__PROMPT 1__: According to the retirement plan amendment, which section of the Plan reserved the Corporation's right to amend it?
__PROMPT 2__: Update the retirement plan amendment between "NOW, THEREFORE, the" and "in Section 1.5(4).", inclusive, replacing "Change in Control Event" with "Change of Control Event".

__SELECTED EXTRACT__:

******

EX-10.24 6 exhibit1024_ferpiiamendmen.htm EX-10.24 Document
Exhibit 10.24
AMENDMENT NO. ONE
FERGUSON ENTERPRISES, INC.
EXECUTIVE RETIREMENT PLAN II
THIS AMENDMENT NO. ONE made effective as of this 1st day of January, 2009, by FERGUSON ENTERPRISES, INC. (the “Corporation”), a Virginia corporation.
WHEREAS, initially effective January 1, 2005, the Corporation adopted the Ferguson Enterprises, Inc. Executive Retirement Plan Il (the “Plan”); and
WHEREAS, pursuant to Section 9.3 of the Plan, the Corporation reserved the right to amend the Plan and now desires to do so, effective January 1, 2009, in order to align the Change in Control and Plan termination distribution provisions of the Plan with the final regulations issued by the IRS under Code § 409A.
NOW, THEREFORE, the Corporation hereby amends the Plan, effective January 1, 2009, as follows:
1.    Section 1.14 (“Distributable Event”) of the Plan is deleted in its entirety, and the
following is substituted in lieu thereof:
1.14 “Distributable Event” shall have the meaning set forth in Section 5.1 hereof.
2.    Subsection (e) of Section 5.1 (“Distributable Event”) of the Plan is deleted in its
entirety, and the following is substituted in lieu thereof:
(e)    a Change in Control Event as to the Participant’s “relevant corporation,” as defined in Section 1.5(4).

******

__Coordinate annotation entries__:
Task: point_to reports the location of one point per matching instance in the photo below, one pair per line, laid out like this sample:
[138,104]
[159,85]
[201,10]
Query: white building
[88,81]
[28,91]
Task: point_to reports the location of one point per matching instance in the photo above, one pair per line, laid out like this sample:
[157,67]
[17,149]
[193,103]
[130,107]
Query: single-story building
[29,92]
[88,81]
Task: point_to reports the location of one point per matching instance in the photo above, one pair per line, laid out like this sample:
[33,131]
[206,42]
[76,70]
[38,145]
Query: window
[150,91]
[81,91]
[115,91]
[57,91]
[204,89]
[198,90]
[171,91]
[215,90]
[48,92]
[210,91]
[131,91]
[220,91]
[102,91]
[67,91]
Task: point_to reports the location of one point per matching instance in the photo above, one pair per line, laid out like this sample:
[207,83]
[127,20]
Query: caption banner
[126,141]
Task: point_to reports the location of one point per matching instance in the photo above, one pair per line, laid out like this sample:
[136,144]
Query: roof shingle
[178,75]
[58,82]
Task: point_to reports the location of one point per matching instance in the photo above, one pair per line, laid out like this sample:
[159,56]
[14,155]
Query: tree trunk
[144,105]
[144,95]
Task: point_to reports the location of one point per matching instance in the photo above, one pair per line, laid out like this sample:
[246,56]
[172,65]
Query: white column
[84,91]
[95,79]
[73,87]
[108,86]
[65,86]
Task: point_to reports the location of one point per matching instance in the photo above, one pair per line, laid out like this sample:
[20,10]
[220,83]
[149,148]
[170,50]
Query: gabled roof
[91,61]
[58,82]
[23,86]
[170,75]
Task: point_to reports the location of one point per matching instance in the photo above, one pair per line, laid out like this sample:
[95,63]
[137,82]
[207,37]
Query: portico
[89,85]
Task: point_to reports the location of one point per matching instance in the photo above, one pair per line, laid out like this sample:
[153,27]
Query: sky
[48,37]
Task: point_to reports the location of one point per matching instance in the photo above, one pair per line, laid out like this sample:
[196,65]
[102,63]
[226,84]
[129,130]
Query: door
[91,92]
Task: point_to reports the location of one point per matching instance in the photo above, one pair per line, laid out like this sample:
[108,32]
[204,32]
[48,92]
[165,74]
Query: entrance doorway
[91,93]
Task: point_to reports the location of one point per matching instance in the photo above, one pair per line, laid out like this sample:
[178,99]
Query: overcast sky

******

__WORKED ANSWER 1__: Section 9.3

__WORKED ANSWER 2__:
NOW, THEREFORE, the Corporation hereby amends the Plan, effective January 1, 2009, as follows:
1.    Section 1.14 (“Distributable Event”) of the Plan is deleted in its entirety, and the
following is substituted in lieu thereof:
1.14 “Distributable Event” shall have the meaning set forth in Section 5.1 hereof.
2.    Subsection (e) of Section 5.1 (“Distributable Event”) of the Plan is deleted in its
entirety, and the following is substituted in lieu thereof:
(e)    a Change of Control Event as to the Participant’s “relevant corporation,” as defined in Section 1.5(4).